- WHAT YOU SHOULD DO -
Please print exactly the lines running from the one that contains "In the photograph above, where can the distant" to the end of the data, with both lines included.
#### GIVEN RECORDS
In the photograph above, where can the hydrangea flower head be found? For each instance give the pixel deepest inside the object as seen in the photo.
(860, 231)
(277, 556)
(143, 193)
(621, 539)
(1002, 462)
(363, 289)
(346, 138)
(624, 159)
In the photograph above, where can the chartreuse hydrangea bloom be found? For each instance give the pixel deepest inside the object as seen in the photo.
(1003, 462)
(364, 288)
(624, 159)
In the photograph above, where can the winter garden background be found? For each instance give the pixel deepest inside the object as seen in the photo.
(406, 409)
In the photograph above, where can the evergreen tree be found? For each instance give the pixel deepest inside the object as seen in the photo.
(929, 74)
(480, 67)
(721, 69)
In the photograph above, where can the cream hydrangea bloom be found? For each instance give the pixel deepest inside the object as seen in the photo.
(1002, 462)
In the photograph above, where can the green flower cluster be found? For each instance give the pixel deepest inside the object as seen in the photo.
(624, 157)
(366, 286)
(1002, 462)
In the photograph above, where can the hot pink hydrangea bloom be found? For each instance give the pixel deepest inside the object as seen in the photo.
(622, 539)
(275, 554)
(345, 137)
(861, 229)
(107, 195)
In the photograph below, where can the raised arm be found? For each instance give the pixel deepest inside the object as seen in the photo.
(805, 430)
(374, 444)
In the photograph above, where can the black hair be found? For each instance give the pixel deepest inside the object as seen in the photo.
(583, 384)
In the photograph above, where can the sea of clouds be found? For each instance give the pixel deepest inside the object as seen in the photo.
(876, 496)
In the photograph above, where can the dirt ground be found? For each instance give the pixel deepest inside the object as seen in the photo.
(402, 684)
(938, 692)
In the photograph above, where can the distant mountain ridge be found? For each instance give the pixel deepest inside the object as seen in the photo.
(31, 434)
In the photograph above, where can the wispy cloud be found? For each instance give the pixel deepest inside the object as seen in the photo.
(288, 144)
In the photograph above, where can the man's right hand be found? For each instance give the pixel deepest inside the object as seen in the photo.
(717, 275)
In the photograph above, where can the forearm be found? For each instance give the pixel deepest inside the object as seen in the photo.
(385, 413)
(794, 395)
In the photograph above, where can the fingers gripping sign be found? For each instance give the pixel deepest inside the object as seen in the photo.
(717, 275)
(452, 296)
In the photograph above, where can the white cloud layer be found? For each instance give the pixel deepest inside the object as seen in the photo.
########
- FULL RESPONSE -
In the photograph above, where can the distant mountain ridge be found? For each instance give the pixel deepest inside the object as seen in the photo.
(31, 434)
In the photograph above, where can the wispy cloud be found? For each instance give the pixel deepest inside the object as seen in the photo.
(288, 144)
In the photograph above, where can the man's right hand be found? For each instance give the pixel deepest inside the object as seen in the photo.
(717, 275)
In the photograph above, where can the forearm be found? For each instance give the pixel deepest inside the object as seen in the photo.
(385, 413)
(794, 395)
In the photograph above, where can the fingers gripping sign be found? For each instance give the pixel deepest inside the object as seen in the photo.
(717, 275)
(452, 296)
In the photograph above, where can the white cloud layer be found? For each instance give the pixel deepest inside the object as seen in the photo.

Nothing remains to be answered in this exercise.